Quando há uma grande reatividade emocional familiar, onde os pais se tornam vítimas
e algozes, será possível uma repetição do padrão traição de forma inconsciente
no futuro, especialmente quando os filhos são convidados a tomar partido de um
dos pais. Ficando presos nesse triângulo com os pais, tem mais chances de repetir triângulos
amorosos em suas vidas afetivas.
2. Insatisfação
no Relacionamento Principal

A insatisfação também pode ser no aspecto sexual, mas
havendo uma dependência em outros campos, afetivo, financeiro, conceito de
casamento e família, o indivíduo preferirá ter um caso ou vários para atender
sua necessidade sexual, sem ter que abandonar a segurança do relacionamento
principal.
3. Crises
Pessoais
Passamos por diversas crises na vida, de idade,
financeira, de sentido, e todas elas nos deixam bastante vulneráveis. O indivíduo
vulnerável fica carente e nem sempre o parceiro consegue suprir emocionalmente
os vazios emocionais, mesmo em boas e razoáveis relações. É nesse
contexto que um terceiro muito bem intencionado, cuidador de carências, pode
aparecer e criar uma ilusão de poder salvar o outro de sua miséria existencial.
4. Busca por
novas aventuras
Geralmente o homem é altamente estimulado pela excitação
da novidade. A monogamia nesses casos é tediosa e maçante. Assim, se envolver
em novas seduções e conquistas se torna um esporte, alimentando sua necessidade
por emoções. Isto aplaca de certa maneira as angústias em relação ao casamento
ou relacionamento principal, gerando uma estabilidade no mesmo, e diminuindo
a possibilidade do término. Assim a traição serve para manter e não para
dissolver a relação oficial.
Como culturalmente viemos de uma tradição machista onde o
sexo está no cerne da afirmação da masculinidade, muitos são os homens que
traem com a necessidade de provar, geralmente para outros homens, que são
machos viris. Ficam presos aos valores culturais e ao medo de serem desvendados
de um masculino fragilizado.
6. Busca do Príncipe
Encantado
Também dentro da cultura machista, encontramos mulheres
que estão em relações muito desgastadas, sem terem suas necessidades atendidas
mas são extremamente dependentes, não conseguindo sair das relações com suas próprias
pernas. Elas recorrerão a traição numa tentativa de encontrarem o príncipe
salvador, que as resgatará de suas vidas secas. No geral se apaixonam pelo novo
parceiro e só sairão da relação principal se o "príncipe" fizer seu papel
salvador. Aqui a traição tem o objetivo de finalizar a relação anterior.

[Linhas de um conjunto de dados de rotulagem de caixas]
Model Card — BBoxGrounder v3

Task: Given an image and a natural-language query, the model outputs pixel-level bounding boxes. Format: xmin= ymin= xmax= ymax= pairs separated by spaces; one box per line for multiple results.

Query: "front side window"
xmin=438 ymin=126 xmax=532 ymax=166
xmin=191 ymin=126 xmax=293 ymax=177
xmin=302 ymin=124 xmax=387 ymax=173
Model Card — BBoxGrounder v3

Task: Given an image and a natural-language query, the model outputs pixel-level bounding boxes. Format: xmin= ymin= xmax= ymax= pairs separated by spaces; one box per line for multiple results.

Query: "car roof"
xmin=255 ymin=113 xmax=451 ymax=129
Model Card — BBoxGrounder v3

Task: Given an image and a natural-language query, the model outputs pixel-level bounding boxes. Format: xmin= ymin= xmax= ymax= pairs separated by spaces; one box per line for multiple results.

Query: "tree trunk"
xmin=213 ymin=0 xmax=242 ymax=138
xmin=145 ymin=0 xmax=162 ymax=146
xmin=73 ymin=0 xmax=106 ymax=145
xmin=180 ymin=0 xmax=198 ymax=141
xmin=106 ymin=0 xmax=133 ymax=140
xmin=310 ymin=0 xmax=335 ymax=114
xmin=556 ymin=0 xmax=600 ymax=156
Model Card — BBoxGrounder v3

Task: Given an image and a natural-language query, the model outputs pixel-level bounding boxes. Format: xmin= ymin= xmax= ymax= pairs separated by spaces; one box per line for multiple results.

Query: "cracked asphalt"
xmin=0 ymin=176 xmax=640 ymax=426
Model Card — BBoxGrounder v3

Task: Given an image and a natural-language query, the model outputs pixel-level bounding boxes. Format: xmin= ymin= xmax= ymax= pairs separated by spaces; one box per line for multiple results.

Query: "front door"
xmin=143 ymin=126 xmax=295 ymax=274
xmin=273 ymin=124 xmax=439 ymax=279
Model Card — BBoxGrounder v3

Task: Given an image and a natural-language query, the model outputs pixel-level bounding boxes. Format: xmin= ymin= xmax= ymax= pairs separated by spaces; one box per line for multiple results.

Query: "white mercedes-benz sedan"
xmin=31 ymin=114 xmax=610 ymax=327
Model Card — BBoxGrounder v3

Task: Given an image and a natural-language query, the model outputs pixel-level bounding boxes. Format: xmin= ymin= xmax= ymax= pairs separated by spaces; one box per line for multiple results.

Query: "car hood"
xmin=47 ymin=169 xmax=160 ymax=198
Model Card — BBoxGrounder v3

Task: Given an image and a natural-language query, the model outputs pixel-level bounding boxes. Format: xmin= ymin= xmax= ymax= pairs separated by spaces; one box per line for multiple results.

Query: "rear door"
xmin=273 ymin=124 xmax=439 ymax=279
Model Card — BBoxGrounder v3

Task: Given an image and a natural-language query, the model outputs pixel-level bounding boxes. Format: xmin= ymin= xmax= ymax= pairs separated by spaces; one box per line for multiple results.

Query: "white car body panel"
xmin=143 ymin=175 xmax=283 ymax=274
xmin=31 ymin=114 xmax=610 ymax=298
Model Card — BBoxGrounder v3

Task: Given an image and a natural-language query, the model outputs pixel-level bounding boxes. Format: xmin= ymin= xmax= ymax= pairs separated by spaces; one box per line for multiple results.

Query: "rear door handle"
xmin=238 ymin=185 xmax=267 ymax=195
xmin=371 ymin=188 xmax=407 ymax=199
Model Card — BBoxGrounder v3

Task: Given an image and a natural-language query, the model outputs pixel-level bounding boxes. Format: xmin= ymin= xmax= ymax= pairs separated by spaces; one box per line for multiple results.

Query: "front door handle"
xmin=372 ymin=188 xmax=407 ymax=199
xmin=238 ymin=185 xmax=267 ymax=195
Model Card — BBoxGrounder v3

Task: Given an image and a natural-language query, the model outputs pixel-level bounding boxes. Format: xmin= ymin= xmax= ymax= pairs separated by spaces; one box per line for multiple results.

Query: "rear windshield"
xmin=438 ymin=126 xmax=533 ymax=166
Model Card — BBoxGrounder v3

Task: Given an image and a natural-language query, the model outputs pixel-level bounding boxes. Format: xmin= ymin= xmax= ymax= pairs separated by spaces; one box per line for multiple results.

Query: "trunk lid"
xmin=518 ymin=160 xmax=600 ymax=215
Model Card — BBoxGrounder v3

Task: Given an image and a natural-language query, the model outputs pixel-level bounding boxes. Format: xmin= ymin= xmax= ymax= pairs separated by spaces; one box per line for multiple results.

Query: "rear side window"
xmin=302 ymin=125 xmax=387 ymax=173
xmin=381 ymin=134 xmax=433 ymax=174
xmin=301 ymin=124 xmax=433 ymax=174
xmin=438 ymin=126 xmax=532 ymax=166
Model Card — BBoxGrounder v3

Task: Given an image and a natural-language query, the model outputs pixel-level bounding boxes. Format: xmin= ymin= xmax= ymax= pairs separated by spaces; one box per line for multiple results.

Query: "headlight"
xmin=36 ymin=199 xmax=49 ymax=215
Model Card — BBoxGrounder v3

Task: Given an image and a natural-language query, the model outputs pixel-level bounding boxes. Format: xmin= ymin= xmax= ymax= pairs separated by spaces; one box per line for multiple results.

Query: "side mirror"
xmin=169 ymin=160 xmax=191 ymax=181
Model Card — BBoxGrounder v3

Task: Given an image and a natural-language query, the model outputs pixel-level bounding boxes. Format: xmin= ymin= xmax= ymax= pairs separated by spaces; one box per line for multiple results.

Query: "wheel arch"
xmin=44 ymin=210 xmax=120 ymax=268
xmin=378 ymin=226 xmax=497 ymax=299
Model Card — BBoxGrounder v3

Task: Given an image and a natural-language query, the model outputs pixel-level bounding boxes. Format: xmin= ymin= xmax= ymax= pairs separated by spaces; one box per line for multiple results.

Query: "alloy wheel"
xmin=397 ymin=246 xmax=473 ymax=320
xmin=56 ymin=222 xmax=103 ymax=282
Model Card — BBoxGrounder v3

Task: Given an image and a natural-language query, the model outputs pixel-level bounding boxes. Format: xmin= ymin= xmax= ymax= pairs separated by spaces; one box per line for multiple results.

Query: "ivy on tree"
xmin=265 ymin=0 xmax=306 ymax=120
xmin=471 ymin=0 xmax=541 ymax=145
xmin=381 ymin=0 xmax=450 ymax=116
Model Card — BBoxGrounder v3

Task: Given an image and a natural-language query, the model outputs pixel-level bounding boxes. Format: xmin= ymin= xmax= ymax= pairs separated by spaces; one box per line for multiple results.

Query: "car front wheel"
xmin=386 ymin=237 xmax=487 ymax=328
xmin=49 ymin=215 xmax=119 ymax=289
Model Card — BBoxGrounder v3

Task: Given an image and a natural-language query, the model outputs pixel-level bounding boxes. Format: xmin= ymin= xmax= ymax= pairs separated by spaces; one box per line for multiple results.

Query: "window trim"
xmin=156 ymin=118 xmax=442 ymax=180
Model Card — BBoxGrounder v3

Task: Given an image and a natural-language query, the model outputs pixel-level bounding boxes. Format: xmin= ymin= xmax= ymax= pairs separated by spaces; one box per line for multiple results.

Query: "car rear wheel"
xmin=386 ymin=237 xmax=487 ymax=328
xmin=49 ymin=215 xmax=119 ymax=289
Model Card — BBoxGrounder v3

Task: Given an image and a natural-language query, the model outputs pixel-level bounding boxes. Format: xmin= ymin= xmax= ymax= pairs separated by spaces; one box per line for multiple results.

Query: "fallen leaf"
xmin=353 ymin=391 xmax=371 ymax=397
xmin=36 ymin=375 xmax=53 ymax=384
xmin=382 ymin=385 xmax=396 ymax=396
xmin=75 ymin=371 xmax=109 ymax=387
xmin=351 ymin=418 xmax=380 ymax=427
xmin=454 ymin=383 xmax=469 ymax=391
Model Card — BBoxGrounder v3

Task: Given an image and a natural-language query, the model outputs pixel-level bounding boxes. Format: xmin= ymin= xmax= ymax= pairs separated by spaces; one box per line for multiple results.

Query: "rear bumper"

#### [Exercício curto 1]
Segundo o documento, qual é o objetivo da traição no caso descrito na seção "Busca do Príncipe Encantado"?
#### [Exercício curto 2]
Informe todas as linhas dos registros que contêm a palavra "window". Diferenças entre maiúsculas e minúsculas contam.

#### [Resposta escrita 1]
Finalizar a relação anterior.

#### [Resposta escrita 2]
Query: "front side window"
Query: "rear side window"
Query: "window trim"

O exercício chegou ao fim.